● **The exercise**: Copy each of the items below word for word, keeping every line in its original order.

● **Supplied information**:

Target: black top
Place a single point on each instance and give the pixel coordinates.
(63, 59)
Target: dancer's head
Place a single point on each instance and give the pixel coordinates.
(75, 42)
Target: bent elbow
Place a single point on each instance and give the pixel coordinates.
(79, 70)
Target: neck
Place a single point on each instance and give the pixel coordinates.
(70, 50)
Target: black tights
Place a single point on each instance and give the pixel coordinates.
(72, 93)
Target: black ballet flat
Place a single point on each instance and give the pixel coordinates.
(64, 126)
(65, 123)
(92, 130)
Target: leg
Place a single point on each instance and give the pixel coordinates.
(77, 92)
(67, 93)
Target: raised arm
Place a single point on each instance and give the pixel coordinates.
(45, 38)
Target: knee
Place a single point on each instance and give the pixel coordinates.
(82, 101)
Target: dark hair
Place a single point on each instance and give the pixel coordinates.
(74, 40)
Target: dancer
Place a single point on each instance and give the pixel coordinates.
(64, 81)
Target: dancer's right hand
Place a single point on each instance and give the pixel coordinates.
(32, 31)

● **Exercise answer**:
Target: black top
Place a single point on each instance and give the pixel coordinates.
(63, 59)
Target: dancer's head
Place a single point on each instance and give the pixel coordinates.
(75, 42)
Target: bent elbow
Place a single point on each instance and give the pixel coordinates.
(79, 70)
Target: neck
Place a single point on each instance and give the pixel coordinates.
(70, 50)
Target: black tights
Place a single point on each instance and give the pixel coordinates.
(72, 93)
Target: black ballet flat
Place a single point on each instance and give the pixel coordinates.
(64, 126)
(65, 123)
(92, 130)
Target: leg
Place a single point on each instance and give the pixel coordinates.
(77, 92)
(67, 93)
Target: raised arm
Place a single point on each instance and give the pixel coordinates.
(45, 38)
Target: knee
Place a single point on each instance and give the pixel coordinates.
(82, 101)
Target: dark hair
Place a single point on each instance and give the pixel coordinates.
(74, 40)
Target: dancer
Place a single point on each instance and give the pixel coordinates.
(64, 81)
Target: dancer's right hand
Place a single point on each instance and give the pixel coordinates.
(32, 31)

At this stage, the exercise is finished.